Dataset rows
:::::

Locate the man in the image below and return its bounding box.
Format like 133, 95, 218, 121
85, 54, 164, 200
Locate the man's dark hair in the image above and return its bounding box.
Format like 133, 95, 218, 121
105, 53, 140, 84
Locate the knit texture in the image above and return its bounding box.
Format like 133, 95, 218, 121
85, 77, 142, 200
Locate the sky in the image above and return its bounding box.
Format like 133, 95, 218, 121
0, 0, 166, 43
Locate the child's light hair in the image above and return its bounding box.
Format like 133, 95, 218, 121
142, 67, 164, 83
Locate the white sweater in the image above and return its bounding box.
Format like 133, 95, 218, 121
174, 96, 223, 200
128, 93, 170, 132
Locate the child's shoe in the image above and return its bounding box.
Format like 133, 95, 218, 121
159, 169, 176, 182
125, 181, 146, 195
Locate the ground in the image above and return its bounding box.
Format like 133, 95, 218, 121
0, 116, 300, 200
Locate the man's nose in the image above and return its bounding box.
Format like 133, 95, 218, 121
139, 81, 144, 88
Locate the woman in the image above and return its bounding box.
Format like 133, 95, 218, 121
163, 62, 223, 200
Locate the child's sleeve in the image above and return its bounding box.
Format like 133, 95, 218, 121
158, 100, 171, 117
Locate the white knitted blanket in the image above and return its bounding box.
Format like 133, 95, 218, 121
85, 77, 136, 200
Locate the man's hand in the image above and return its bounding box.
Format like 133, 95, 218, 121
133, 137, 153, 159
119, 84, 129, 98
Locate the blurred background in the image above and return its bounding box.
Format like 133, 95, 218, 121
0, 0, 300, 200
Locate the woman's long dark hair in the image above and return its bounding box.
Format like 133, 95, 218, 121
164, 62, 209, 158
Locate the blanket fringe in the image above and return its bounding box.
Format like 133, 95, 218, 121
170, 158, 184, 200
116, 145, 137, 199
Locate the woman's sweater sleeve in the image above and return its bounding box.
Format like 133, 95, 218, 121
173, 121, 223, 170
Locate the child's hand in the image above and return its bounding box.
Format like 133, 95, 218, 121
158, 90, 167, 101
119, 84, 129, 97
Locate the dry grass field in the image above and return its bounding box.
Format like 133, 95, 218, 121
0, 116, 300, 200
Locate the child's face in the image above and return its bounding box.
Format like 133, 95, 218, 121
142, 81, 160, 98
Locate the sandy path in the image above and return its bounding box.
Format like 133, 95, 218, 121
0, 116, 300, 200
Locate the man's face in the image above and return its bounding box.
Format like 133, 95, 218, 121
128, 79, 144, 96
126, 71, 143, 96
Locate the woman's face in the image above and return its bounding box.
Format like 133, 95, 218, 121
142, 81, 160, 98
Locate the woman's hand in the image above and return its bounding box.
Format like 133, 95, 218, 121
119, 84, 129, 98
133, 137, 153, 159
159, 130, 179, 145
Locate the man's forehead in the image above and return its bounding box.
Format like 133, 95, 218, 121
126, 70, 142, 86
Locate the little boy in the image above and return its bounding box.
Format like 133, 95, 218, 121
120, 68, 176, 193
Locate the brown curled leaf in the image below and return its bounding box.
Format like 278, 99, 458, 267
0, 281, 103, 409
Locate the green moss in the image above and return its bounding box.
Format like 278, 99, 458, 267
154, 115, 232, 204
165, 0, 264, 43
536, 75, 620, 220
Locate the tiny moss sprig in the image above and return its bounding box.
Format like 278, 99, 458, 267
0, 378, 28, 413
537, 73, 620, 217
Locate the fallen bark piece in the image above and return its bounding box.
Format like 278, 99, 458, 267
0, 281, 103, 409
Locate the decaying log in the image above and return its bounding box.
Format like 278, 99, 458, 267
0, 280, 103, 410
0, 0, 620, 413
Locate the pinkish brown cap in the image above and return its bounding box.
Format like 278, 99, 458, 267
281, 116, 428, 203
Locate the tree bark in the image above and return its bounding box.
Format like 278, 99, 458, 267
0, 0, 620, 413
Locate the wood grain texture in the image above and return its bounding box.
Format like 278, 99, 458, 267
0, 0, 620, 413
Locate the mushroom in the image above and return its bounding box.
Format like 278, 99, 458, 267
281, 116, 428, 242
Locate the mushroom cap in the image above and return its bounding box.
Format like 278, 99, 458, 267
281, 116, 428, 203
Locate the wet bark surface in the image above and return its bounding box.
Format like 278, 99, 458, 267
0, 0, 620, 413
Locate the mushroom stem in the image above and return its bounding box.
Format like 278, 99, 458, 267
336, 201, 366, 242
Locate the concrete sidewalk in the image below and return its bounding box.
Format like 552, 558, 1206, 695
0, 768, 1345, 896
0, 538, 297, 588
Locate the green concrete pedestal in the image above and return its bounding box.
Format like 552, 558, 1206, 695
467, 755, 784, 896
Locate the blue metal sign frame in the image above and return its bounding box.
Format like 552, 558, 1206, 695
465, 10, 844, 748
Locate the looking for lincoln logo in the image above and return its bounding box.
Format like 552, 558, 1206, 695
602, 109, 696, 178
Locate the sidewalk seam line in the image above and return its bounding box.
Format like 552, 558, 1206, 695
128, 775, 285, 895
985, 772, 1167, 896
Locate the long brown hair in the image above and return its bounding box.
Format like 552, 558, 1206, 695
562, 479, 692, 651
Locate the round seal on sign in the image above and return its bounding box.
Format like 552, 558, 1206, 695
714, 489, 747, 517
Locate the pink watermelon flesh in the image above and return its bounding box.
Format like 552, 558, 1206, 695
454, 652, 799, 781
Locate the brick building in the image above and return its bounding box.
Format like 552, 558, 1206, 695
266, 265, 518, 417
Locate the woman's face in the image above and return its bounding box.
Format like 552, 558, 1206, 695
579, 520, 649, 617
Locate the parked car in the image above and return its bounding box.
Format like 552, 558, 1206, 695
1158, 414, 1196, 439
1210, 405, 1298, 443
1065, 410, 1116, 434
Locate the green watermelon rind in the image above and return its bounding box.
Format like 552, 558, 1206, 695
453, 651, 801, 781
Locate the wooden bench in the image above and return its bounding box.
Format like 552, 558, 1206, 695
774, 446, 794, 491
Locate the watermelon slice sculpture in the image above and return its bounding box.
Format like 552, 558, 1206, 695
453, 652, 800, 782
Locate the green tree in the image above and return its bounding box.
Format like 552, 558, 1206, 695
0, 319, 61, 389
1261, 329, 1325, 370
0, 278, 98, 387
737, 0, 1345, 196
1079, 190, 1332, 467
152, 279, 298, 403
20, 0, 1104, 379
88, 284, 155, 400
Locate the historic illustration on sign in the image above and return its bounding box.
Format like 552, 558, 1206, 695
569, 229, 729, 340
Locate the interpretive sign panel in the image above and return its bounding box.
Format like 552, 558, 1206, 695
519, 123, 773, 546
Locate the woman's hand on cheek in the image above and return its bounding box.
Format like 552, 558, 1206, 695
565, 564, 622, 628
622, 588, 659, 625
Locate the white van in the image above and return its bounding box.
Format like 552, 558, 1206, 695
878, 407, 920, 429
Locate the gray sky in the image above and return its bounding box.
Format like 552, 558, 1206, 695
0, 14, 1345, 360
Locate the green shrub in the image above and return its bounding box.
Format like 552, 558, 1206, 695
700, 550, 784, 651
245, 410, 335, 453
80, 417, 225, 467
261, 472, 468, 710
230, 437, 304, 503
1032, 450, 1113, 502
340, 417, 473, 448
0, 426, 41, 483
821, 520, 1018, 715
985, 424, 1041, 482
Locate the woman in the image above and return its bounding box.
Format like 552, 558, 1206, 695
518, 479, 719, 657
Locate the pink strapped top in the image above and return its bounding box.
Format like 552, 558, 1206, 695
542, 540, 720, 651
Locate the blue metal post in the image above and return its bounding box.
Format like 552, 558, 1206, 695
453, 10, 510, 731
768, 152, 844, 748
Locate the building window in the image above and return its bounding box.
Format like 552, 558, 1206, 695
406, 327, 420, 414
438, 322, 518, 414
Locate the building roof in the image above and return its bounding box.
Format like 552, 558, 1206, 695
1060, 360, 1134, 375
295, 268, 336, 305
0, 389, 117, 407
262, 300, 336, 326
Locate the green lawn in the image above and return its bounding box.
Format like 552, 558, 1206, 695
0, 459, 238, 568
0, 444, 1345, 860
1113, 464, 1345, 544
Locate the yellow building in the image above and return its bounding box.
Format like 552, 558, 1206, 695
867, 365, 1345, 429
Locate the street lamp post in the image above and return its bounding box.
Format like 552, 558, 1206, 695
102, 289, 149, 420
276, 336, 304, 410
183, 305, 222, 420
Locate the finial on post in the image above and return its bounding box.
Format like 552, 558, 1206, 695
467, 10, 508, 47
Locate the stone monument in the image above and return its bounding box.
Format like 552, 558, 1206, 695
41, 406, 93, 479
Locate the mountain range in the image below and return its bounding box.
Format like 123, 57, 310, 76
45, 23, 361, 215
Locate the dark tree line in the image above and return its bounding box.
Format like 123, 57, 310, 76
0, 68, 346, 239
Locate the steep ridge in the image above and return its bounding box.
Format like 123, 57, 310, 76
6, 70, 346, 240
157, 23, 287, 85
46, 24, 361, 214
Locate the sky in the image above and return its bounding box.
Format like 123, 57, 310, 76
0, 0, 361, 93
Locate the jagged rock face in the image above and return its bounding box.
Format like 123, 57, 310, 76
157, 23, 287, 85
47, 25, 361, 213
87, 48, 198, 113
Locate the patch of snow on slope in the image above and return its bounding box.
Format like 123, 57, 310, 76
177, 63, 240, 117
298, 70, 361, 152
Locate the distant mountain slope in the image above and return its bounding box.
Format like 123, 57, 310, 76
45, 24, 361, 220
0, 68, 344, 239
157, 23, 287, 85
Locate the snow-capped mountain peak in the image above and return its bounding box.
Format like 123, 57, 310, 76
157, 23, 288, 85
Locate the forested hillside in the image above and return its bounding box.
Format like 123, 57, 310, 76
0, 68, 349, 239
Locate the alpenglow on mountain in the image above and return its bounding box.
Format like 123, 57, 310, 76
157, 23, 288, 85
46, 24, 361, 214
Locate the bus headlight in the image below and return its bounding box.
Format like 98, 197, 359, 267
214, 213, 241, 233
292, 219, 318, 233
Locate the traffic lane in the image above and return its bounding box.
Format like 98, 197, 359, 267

:::::

Task statement.
Rewrite the rows from the very start through the line containing "0, 0, 166, 43", putting "Find" wherever "Locate" appears and leaving everything else untouched.

Answer in full.
Find the man in the image below and return its bounding box.
Format like 133, 95, 218, 121
85, 54, 164, 200
Find the man's dark hair in the image above and return its bounding box.
Format like 133, 95, 218, 121
105, 53, 140, 84
Find the knit texture in the image above and return its bounding box.
Format like 133, 95, 218, 121
85, 77, 142, 200
Find the sky in the image above and return its bounding box.
Format like 133, 95, 218, 121
0, 0, 166, 43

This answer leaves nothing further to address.